“In
1917 and 1918,” one longtime resident recalled, “we had the worst
drought that we have any record of in West Texas. I don’t have to
describe it for the oldtimers.”
For those who didn’t go through it, he noted that the county seat
of Gail had fewer than
five inches of rain in 1917. Nearby Lamesa
measured only three inches of precipitation that year.
Lack of rain stunted crops and killed off thousands of head of cattle.
And when farm and ranch land on the plains gets dry, dust starts
blowing.
“All through the fall, winter, and spring of 1917 and 1918 we would
have one sandstorm right after the other,” the early settler continued.
“It would blow out of the west all day, get calm about night, then
we would see a bank of dirt coming out of the north and it would
blow from that direction that night.”
The unrelenting rainlessness left his family several thousand dollars
in debt with no cattle and “not much of a way to make a living.”
They eventually recovered from the drought and so did the land,
but it took a while.
Nearly six decades later, he said, piles of “blow sand” built up
in pastures during the drought still could be seen. He hated sandstorms
and for the rest of his life, dreaded another drought like the one
in 1917.
Another Borden County
resident, Mrs. G.W. Burdett, remembered one of those sandstorms
from her childhood.
One afternoon while her father was off running errands, she and
her brother were playing on the back porch of their farmhouse, ostensibly
watching their younger sister. When the wind picked up, their mother
called for them to come inside, but being kids, they paid no attention
until “all at once, here came a big tumbleweed and a whirlwind full
of dirt.”
Running inside to tell their mother what they had seen, they forgot
the baby.
++++
● **EXERCISES**
1. In the West Texas drought account, how much precipitation did Lamesa measure in 1917?
2. Reproduce the West Texas drought account word for word, starting with "For those who" and going on through "precipitation that year.".

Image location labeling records
++++
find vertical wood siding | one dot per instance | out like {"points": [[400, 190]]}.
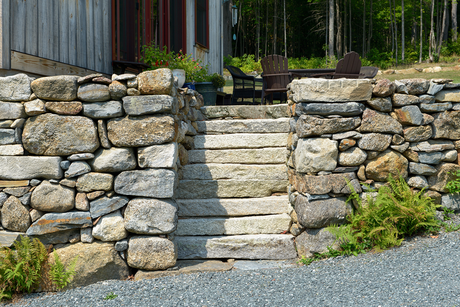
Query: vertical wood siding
{"points": [[75, 32]]}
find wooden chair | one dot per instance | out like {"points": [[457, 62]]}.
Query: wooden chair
{"points": [[349, 67], [276, 76], [244, 86]]}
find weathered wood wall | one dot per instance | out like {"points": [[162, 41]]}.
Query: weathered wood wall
{"points": [[74, 32]]}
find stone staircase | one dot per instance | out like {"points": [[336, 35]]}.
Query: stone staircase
{"points": [[232, 196]]}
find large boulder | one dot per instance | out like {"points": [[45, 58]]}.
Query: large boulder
{"points": [[315, 155], [55, 88], [96, 262], [56, 135], [151, 216], [141, 130], [388, 162], [151, 253], [52, 198]]}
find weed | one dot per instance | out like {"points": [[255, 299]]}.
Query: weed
{"points": [[110, 296]]}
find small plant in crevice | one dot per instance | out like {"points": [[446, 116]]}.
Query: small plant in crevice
{"points": [[397, 211], [25, 266], [110, 296]]}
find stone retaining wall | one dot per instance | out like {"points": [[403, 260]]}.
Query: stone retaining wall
{"points": [[361, 131]]}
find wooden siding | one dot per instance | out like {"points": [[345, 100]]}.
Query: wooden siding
{"points": [[74, 32]]}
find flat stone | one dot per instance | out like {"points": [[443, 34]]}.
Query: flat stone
{"points": [[435, 107], [324, 109], [110, 227], [15, 88], [375, 142], [113, 160], [53, 198], [337, 90], [54, 135], [235, 141], [106, 109], [265, 246], [55, 88], [383, 88], [141, 130], [103, 136], [448, 95], [417, 134], [29, 167], [233, 226], [409, 115], [447, 125], [92, 92], [117, 90], [11, 110], [248, 112], [433, 145], [95, 182], [400, 100], [309, 125], [242, 156], [77, 168], [352, 157], [96, 262], [150, 104], [151, 216], [233, 207], [233, 171], [373, 121], [315, 241], [151, 253], [186, 267], [388, 162], [11, 150], [14, 216], [105, 205], [156, 82], [381, 104], [34, 107], [54, 222], [8, 238], [229, 188], [158, 156], [156, 183], [319, 185]]}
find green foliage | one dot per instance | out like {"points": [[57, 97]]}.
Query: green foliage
{"points": [[24, 266], [453, 186], [59, 274], [110, 296]]}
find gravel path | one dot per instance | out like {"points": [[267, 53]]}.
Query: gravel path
{"points": [[424, 271]]}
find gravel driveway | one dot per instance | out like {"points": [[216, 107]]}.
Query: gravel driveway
{"points": [[424, 271]]}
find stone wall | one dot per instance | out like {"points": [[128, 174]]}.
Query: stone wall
{"points": [[361, 131], [95, 160]]}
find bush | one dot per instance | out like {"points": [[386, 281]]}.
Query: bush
{"points": [[397, 211], [23, 267]]}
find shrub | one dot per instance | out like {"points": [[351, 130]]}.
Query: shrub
{"points": [[24, 266]]}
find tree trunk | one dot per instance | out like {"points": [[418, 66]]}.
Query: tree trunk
{"points": [[331, 28], [339, 30], [454, 20], [364, 27], [432, 37], [370, 29], [421, 32], [275, 29], [444, 24], [402, 31], [285, 44]]}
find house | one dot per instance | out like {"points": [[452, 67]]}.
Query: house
{"points": [[55, 37]]}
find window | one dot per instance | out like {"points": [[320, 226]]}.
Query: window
{"points": [[201, 22]]}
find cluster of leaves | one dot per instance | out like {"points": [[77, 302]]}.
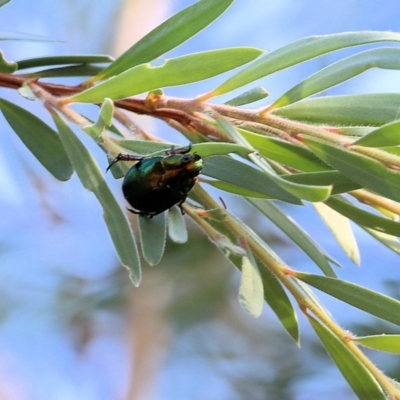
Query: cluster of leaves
{"points": [[324, 150]]}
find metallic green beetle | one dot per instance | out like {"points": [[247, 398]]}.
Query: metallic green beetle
{"points": [[155, 184]]}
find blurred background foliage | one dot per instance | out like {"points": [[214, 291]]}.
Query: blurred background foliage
{"points": [[72, 324]]}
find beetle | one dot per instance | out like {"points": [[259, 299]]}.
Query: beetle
{"points": [[155, 184]]}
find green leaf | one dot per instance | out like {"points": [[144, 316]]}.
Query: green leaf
{"points": [[170, 34], [388, 343], [152, 237], [341, 71], [248, 97], [69, 71], [64, 60], [386, 135], [6, 66], [93, 180], [251, 291], [339, 181], [389, 241], [357, 109], [372, 302], [177, 230], [300, 51], [175, 71], [235, 189], [242, 175], [341, 229], [213, 149], [43, 142], [103, 121], [364, 170], [284, 152], [359, 378], [144, 147], [278, 300], [364, 218], [297, 234]]}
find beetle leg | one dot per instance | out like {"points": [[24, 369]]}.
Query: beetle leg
{"points": [[182, 150], [124, 157]]}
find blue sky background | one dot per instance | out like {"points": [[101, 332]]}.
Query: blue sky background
{"points": [[57, 265]]}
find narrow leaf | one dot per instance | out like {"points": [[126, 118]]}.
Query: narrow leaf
{"points": [[175, 71], [357, 109], [386, 135], [43, 142], [300, 51], [339, 181], [362, 217], [69, 71], [235, 172], [389, 241], [372, 302], [93, 180], [364, 170], [341, 229], [284, 152], [341, 71], [296, 233], [248, 97], [359, 378], [278, 300], [177, 230], [63, 60], [170, 34], [7, 67], [152, 237], [251, 292], [388, 343]]}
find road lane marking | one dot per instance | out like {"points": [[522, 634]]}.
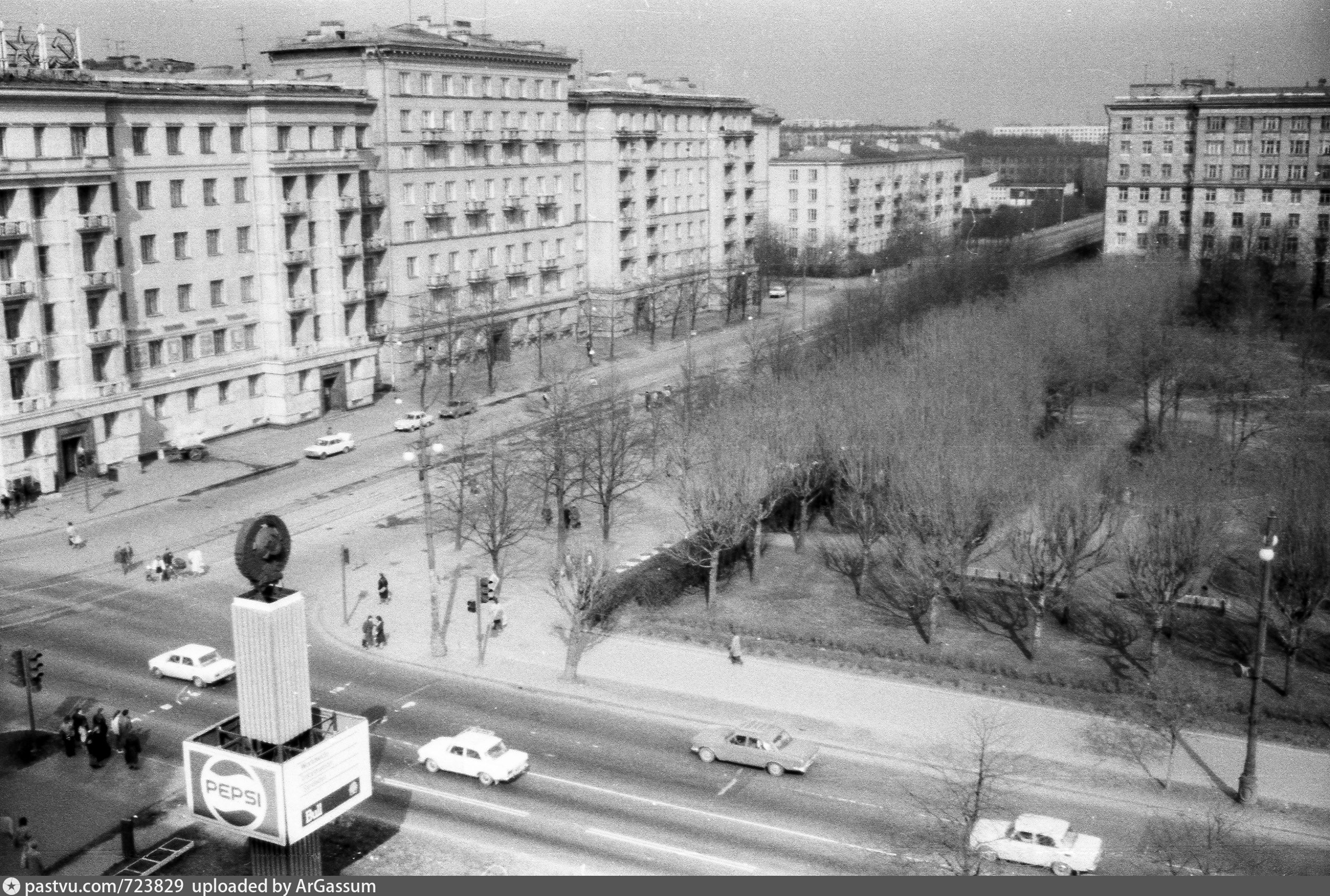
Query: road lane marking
{"points": [[713, 815], [469, 801], [685, 854]]}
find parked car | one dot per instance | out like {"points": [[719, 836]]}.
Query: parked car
{"points": [[195, 662], [414, 420], [477, 753], [458, 409], [329, 446], [756, 743], [1036, 841]]}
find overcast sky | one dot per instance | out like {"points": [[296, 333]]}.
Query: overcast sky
{"points": [[978, 63]]}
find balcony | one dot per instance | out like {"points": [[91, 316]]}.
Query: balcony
{"points": [[104, 337], [100, 281], [91, 224], [15, 290], [22, 349], [14, 230]]}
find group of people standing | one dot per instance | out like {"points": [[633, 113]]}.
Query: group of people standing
{"points": [[102, 738]]}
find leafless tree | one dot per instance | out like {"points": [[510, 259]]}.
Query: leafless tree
{"points": [[1166, 552], [580, 584], [615, 451]]}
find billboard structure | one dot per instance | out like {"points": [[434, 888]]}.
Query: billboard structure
{"points": [[278, 794]]}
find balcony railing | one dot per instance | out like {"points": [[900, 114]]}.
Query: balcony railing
{"points": [[100, 281], [104, 337], [15, 290], [19, 349], [14, 230], [95, 222]]}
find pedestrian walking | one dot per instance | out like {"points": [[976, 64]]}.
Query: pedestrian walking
{"points": [[134, 748], [68, 735]]}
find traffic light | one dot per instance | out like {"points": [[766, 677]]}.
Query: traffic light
{"points": [[35, 669], [18, 669]]}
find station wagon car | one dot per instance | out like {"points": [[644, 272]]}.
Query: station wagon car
{"points": [[756, 743], [195, 662], [477, 753], [1036, 841]]}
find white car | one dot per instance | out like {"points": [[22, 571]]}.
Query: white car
{"points": [[414, 420], [1036, 841], [475, 751], [195, 662], [329, 446]]}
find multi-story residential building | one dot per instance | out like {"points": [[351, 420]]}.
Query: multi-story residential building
{"points": [[861, 195], [477, 189], [176, 255], [676, 192], [1225, 171], [1066, 134]]}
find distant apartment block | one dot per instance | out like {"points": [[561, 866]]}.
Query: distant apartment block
++++
● **TASK-BY-TASK RESULTS**
1. Only three inches.

2.
For those who didn’t go through it, he noted that the county seat
of Gail had fewer than
five inches of rain in 1917. Nearby Lamesa
measured only three inches of precipitation that year.